* [Data supplied]
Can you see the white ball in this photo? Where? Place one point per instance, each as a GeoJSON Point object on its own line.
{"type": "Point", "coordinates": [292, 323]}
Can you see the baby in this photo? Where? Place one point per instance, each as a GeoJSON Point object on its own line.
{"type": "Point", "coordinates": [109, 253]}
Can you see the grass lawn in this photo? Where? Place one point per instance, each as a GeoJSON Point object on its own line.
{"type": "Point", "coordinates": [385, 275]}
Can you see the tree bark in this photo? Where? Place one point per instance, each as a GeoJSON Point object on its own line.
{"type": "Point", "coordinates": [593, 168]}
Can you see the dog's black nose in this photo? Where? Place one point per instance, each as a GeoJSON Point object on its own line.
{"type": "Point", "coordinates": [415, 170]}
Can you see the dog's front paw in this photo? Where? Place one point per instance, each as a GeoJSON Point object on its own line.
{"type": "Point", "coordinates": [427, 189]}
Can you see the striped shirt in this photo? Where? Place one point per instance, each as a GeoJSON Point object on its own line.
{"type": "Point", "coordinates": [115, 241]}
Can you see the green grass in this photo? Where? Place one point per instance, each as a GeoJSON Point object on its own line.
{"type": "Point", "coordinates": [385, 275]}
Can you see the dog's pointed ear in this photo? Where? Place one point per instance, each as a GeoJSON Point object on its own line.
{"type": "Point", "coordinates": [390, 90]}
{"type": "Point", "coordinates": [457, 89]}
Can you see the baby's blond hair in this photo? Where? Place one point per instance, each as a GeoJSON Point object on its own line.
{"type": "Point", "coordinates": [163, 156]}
--
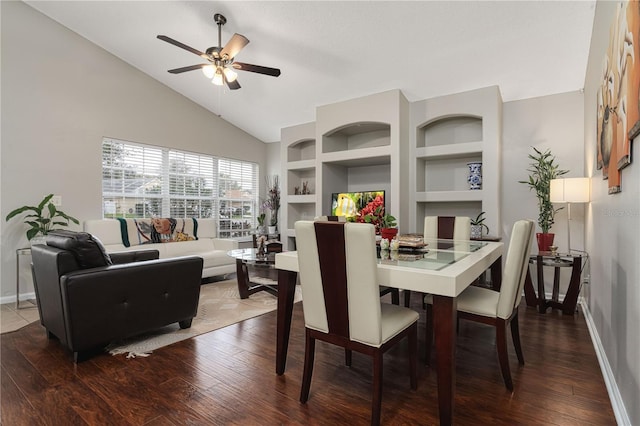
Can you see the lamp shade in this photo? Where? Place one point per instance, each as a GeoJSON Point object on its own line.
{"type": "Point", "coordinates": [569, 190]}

* [Task directions]
Identify every line in the material above that contains the string "baby" and copy each of those lines in full. Case counts, so match only that exact capitalization.

* [Answer in full]
Can you see the baby in this photo? Where? Place one point per instance, each as a GeoJSON Point object on its own line.
Can you see the baby's blond hair in this photo? Where? Place one point per instance, each as a GeoJSON Point object on its own line.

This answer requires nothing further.